Dataset records
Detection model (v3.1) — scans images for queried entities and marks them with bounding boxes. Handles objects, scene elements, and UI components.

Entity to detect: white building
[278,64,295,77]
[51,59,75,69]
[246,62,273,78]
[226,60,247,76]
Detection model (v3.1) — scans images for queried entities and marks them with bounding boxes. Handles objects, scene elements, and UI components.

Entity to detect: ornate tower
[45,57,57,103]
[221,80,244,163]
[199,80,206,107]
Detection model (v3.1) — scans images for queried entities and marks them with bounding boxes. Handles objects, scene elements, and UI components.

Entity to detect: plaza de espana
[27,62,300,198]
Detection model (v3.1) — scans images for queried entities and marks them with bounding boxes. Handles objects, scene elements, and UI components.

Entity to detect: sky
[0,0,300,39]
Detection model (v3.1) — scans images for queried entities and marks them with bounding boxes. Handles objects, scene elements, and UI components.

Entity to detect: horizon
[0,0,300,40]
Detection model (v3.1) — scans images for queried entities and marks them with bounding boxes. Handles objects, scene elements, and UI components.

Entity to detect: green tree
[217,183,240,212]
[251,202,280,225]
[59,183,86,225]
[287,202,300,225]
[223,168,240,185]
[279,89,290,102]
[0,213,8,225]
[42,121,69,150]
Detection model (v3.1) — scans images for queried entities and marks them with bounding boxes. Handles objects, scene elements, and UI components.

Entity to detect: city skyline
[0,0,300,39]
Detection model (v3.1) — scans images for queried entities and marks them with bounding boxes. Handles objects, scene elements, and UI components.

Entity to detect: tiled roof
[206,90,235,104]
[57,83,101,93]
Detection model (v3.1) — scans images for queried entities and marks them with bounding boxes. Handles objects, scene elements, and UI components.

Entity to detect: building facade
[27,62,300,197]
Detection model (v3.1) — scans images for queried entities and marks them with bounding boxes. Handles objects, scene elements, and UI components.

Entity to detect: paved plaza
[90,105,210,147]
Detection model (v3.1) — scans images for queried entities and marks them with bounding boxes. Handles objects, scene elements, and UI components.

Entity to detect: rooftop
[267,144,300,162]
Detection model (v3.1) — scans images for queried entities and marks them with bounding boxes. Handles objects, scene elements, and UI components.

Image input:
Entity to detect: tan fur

Given instruction: Locate each line in the records that contains the word "building", and copy those lines out.

Response for this exercise:
Entity to detect: white building
Entity to detect: building facade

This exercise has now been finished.